> [Objective]: Exclude the pictures; give every entry again exactly as written.

> [The input]:

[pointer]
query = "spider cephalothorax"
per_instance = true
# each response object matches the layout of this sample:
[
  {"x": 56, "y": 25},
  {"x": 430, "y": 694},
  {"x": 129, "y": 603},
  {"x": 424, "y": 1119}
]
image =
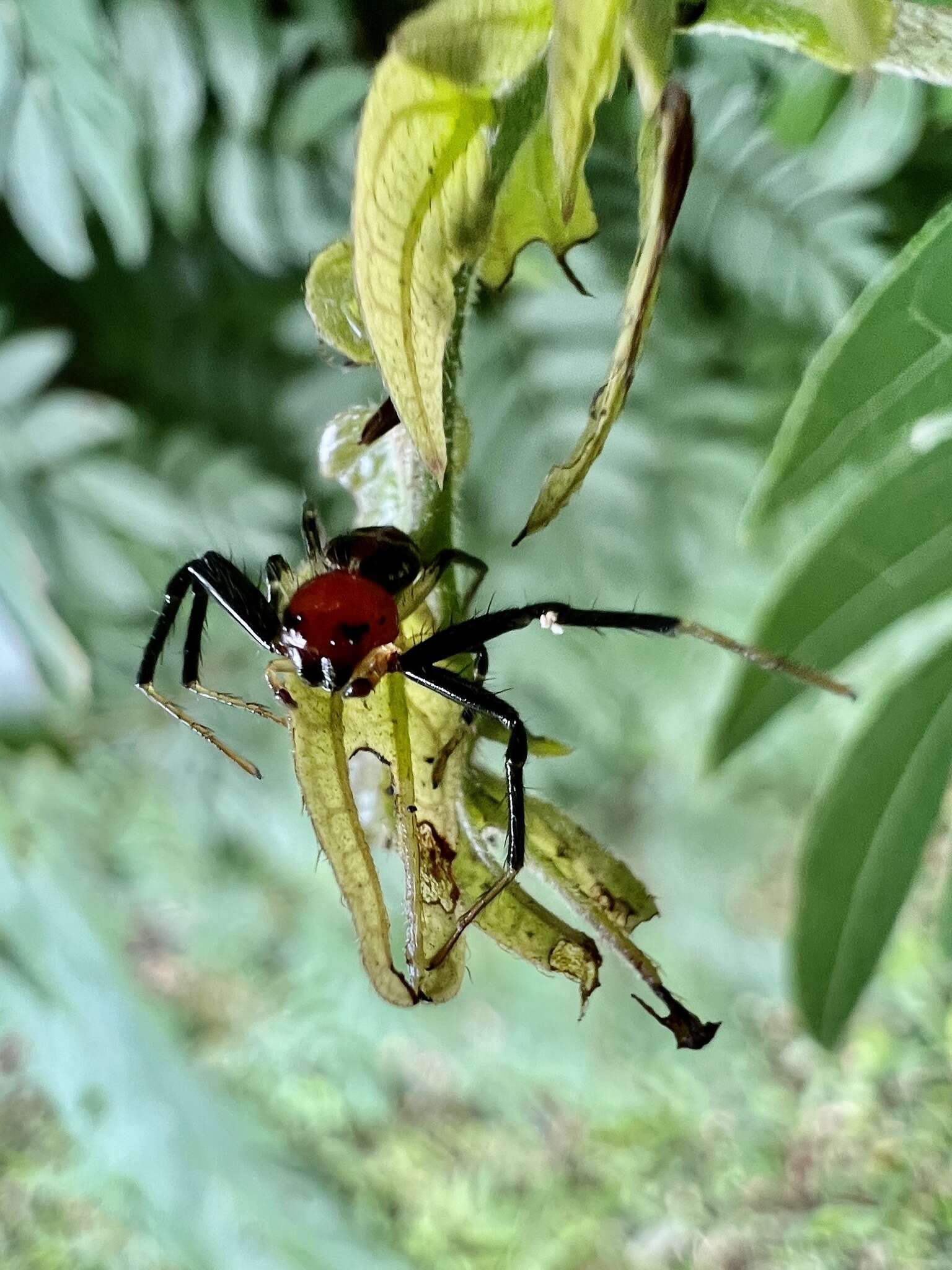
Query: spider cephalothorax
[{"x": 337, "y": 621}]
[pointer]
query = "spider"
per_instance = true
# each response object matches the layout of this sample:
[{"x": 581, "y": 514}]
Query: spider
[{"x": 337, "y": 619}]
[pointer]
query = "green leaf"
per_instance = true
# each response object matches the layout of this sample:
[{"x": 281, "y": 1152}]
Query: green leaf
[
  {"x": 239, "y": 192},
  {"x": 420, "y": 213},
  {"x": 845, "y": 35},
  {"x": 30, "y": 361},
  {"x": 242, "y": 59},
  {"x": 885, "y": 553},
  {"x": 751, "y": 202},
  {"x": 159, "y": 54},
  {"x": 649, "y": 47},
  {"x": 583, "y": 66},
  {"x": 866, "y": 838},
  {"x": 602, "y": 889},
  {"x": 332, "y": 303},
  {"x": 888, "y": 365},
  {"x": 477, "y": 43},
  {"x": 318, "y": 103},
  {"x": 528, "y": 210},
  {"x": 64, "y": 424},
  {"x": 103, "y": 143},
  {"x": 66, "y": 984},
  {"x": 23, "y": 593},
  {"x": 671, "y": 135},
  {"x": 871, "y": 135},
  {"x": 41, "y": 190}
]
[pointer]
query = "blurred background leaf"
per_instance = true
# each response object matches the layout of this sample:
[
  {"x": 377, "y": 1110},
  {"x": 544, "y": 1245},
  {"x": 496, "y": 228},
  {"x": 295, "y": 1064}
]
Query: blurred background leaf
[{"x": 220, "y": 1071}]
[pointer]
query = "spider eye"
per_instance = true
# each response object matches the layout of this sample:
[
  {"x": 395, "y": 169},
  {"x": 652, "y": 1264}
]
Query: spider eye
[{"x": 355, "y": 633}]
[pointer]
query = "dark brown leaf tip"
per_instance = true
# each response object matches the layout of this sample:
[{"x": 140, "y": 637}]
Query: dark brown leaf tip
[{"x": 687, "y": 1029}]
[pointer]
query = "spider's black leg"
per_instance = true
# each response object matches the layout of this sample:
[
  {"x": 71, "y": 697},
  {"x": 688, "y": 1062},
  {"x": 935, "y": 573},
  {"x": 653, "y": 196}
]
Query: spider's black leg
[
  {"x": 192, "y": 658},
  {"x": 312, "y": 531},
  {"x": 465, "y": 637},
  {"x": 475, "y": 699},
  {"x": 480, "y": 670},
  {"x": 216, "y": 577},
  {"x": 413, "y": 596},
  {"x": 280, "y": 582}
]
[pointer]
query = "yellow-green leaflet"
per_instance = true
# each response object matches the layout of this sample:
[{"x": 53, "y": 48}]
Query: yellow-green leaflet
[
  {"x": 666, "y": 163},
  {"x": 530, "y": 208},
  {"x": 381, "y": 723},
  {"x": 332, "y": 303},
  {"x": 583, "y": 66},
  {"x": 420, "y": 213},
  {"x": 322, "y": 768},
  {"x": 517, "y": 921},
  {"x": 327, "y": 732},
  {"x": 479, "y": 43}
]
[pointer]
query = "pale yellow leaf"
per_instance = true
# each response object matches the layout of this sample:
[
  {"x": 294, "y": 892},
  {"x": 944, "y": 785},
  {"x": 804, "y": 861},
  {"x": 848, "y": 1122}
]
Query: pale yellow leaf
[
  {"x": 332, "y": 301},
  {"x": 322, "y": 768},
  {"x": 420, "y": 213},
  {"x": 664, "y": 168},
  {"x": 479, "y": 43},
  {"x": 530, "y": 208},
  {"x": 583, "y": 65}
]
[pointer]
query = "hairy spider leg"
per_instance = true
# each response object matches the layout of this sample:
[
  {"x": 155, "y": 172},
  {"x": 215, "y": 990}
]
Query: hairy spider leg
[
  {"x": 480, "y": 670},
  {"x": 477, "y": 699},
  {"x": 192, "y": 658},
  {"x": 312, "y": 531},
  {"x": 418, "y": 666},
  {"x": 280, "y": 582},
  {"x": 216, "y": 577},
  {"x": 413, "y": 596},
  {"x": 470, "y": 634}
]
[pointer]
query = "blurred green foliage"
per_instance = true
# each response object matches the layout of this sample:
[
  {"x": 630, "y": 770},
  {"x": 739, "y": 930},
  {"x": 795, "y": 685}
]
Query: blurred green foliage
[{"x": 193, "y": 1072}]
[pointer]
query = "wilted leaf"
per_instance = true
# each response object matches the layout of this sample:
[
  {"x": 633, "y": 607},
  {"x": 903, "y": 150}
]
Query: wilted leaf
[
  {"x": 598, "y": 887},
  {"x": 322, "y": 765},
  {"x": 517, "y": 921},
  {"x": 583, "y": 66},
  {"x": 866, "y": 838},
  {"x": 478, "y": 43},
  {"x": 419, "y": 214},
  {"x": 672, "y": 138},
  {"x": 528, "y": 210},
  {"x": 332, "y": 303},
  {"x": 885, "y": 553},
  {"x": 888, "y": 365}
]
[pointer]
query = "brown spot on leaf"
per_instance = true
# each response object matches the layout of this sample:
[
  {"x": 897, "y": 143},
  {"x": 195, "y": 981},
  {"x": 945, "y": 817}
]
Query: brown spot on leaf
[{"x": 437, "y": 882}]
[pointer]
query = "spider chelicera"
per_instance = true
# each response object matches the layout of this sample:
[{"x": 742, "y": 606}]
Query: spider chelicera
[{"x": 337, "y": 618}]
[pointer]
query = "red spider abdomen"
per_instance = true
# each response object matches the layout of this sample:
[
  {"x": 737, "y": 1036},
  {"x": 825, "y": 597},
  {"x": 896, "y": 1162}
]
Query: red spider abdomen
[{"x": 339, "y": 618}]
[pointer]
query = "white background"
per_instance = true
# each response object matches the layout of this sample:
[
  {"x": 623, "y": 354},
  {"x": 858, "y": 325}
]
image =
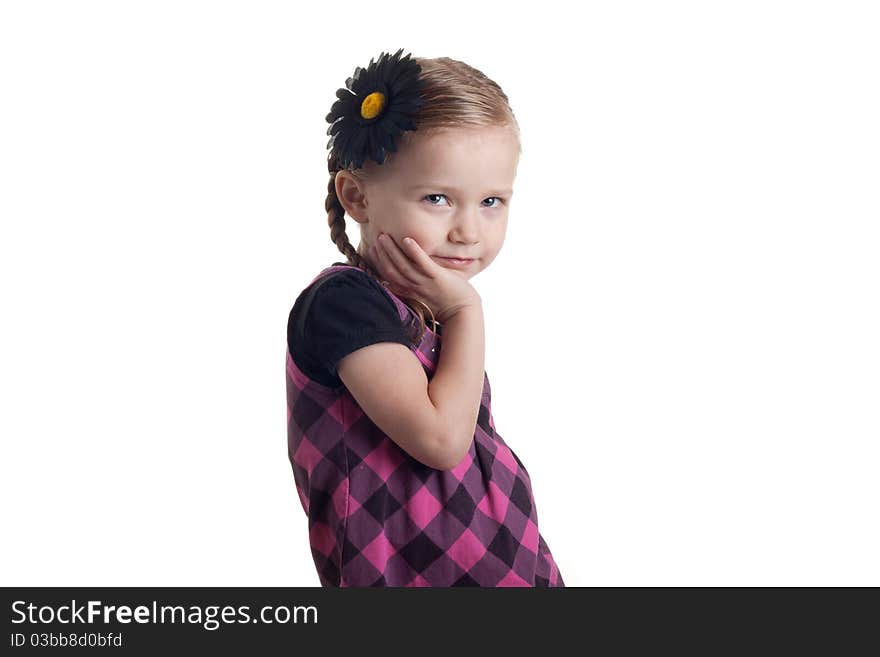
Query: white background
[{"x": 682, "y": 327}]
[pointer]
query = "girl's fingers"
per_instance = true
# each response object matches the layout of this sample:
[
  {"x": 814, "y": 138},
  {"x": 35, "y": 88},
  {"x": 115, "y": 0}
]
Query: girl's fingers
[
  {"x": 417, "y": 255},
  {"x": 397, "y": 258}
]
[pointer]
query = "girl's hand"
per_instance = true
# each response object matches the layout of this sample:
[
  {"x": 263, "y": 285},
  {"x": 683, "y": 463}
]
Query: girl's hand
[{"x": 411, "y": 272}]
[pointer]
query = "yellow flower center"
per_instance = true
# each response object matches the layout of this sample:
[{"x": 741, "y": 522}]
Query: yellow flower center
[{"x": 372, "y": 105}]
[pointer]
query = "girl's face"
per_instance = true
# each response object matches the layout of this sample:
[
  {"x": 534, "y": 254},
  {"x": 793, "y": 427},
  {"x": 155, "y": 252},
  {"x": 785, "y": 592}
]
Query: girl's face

> [Task answer]:
[pointer]
query = "spider cephalothorax"
per_instance = true
# each response object matches the layout of this sample:
[
  {"x": 56, "y": 25},
  {"x": 430, "y": 694},
  {"x": 129, "y": 603},
  {"x": 424, "y": 1119}
]
image =
Query: spider cephalothorax
[{"x": 337, "y": 621}]
[pointer]
query = "spider"
per_instance = true
# each response object matches the layout of this sample:
[{"x": 581, "y": 514}]
Query: spider
[{"x": 337, "y": 619}]
[pointer]
query = "green leaf"
per_instance = true
# each response object matches the layout of this sample:
[{"x": 281, "y": 1152}]
Query: green leaf
[
  {"x": 239, "y": 192},
  {"x": 420, "y": 213},
  {"x": 845, "y": 35},
  {"x": 30, "y": 361},
  {"x": 242, "y": 59},
  {"x": 885, "y": 553},
  {"x": 751, "y": 202},
  {"x": 159, "y": 54},
  {"x": 649, "y": 47},
  {"x": 583, "y": 66},
  {"x": 866, "y": 838},
  {"x": 602, "y": 889},
  {"x": 332, "y": 303},
  {"x": 888, "y": 365},
  {"x": 477, "y": 43},
  {"x": 318, "y": 103},
  {"x": 528, "y": 210},
  {"x": 64, "y": 424},
  {"x": 103, "y": 143},
  {"x": 66, "y": 984},
  {"x": 23, "y": 593},
  {"x": 671, "y": 135},
  {"x": 871, "y": 135},
  {"x": 41, "y": 190}
]
[pointer]
query = "blurred background leaf"
per_instance = true
# each response object matches the layout of this sample:
[
  {"x": 377, "y": 1110},
  {"x": 544, "y": 1245},
  {"x": 496, "y": 228},
  {"x": 295, "y": 1064}
]
Query: blurred background leaf
[{"x": 220, "y": 1071}]
[pointer]
query = "spider eye"
per_instance = true
# each response object matches the layout of this sample:
[
  {"x": 395, "y": 169},
  {"x": 652, "y": 1264}
]
Query: spider eye
[{"x": 355, "y": 633}]
[pointer]
query = "dark brown leaf tip"
per_instance = true
# each response object matches the layout of this sample:
[{"x": 140, "y": 637}]
Query: dark brown leaf tip
[{"x": 687, "y": 1029}]
[pointer]
query = "spider's black leg"
per_instance = true
# each response object matches the layout of this sample:
[
  {"x": 71, "y": 697},
  {"x": 688, "y": 1062},
  {"x": 935, "y": 573},
  {"x": 653, "y": 196}
]
Query: spider's black leg
[
  {"x": 192, "y": 658},
  {"x": 312, "y": 531},
  {"x": 465, "y": 637},
  {"x": 475, "y": 699},
  {"x": 480, "y": 670},
  {"x": 216, "y": 577},
  {"x": 413, "y": 596},
  {"x": 280, "y": 582}
]
[pointer]
query = "yellow-green leaflet"
per_instance = true
# each response object matches the layout of this sample:
[{"x": 53, "y": 48}]
Query: yellow-green leaflet
[
  {"x": 666, "y": 163},
  {"x": 530, "y": 208},
  {"x": 381, "y": 723},
  {"x": 332, "y": 303},
  {"x": 583, "y": 66},
  {"x": 420, "y": 213},
  {"x": 322, "y": 768},
  {"x": 517, "y": 921},
  {"x": 327, "y": 732},
  {"x": 479, "y": 43}
]
[pointer]
query = "pale yellow leaf"
per_instance = true
# each response object matches the layout of this sample:
[
  {"x": 294, "y": 892},
  {"x": 944, "y": 785},
  {"x": 804, "y": 861},
  {"x": 848, "y": 1122}
]
Query: pale yellow leaf
[
  {"x": 332, "y": 301},
  {"x": 322, "y": 768},
  {"x": 420, "y": 213},
  {"x": 664, "y": 168},
  {"x": 479, "y": 43},
  {"x": 530, "y": 208},
  {"x": 583, "y": 65}
]
[pointer]
query = "hairy spider leg"
per_instance = true
# each response object matches the layout of this sample:
[
  {"x": 155, "y": 172},
  {"x": 215, "y": 990}
]
Query: hairy spider leg
[
  {"x": 480, "y": 670},
  {"x": 477, "y": 699},
  {"x": 192, "y": 658},
  {"x": 312, "y": 531},
  {"x": 418, "y": 666},
  {"x": 280, "y": 582},
  {"x": 216, "y": 577},
  {"x": 413, "y": 596},
  {"x": 470, "y": 634}
]
[pointer]
query = "blurred green foliage"
per_instance = true
# each response object matches the layout of this sample:
[
  {"x": 630, "y": 770},
  {"x": 739, "y": 930},
  {"x": 795, "y": 685}
]
Query: blurred green foliage
[{"x": 193, "y": 1072}]
[pointer]
query = "wilted leaf"
per_instance = true
# each response object matches the layout of this sample:
[
  {"x": 633, "y": 607},
  {"x": 903, "y": 150}
]
Query: wilted leaf
[
  {"x": 598, "y": 887},
  {"x": 322, "y": 765},
  {"x": 517, "y": 921},
  {"x": 583, "y": 66},
  {"x": 866, "y": 838},
  {"x": 478, "y": 43},
  {"x": 419, "y": 214},
  {"x": 672, "y": 138},
  {"x": 528, "y": 210},
  {"x": 332, "y": 303},
  {"x": 885, "y": 553},
  {"x": 888, "y": 365}
]
[pointer]
query = "brown spot on leaf"
per_instance = true
# each response object matches the layout of this sample:
[
  {"x": 897, "y": 143},
  {"x": 195, "y": 981},
  {"x": 945, "y": 817}
]
Query: brown spot on leaf
[{"x": 437, "y": 882}]
[pointer]
query = "spider chelicera"
per_instance = true
# each response object matches the layout of this sample:
[{"x": 742, "y": 606}]
Query: spider chelicera
[{"x": 337, "y": 618}]
[pointer]
query = "red spider abdomen"
per_instance = true
# each response object matches the layout of this sample:
[
  {"x": 737, "y": 1036},
  {"x": 825, "y": 597},
  {"x": 896, "y": 1162}
]
Query: red spider abdomen
[{"x": 339, "y": 618}]
[pointer]
query = "white background"
per_instance = true
# each response object matches the layout of this sample:
[
  {"x": 623, "y": 354},
  {"x": 858, "y": 325}
]
image =
Query: white background
[{"x": 682, "y": 327}]
[pointer]
query = "girl's fingers"
per_instance = true
# each response object matches the layout of this sample:
[
  {"x": 814, "y": 138},
  {"x": 35, "y": 88},
  {"x": 115, "y": 0}
]
Query: girl's fingers
[
  {"x": 417, "y": 255},
  {"x": 397, "y": 258}
]
[pointer]
query = "girl's hand"
per_instance = true
# each response object matches the layout of this sample:
[
  {"x": 263, "y": 285},
  {"x": 683, "y": 463}
]
Query: girl's hand
[{"x": 411, "y": 272}]
[pointer]
query = "yellow flower center"
per_instance = true
# each response object matches the layout of this sample:
[{"x": 741, "y": 522}]
Query: yellow flower center
[{"x": 372, "y": 105}]
[pointer]
query = "girl's face"
per_instance = true
# each response object matches the layout of this sample:
[
  {"x": 534, "y": 254},
  {"x": 793, "y": 427},
  {"x": 155, "y": 252},
  {"x": 785, "y": 592}
]
Query: girl's face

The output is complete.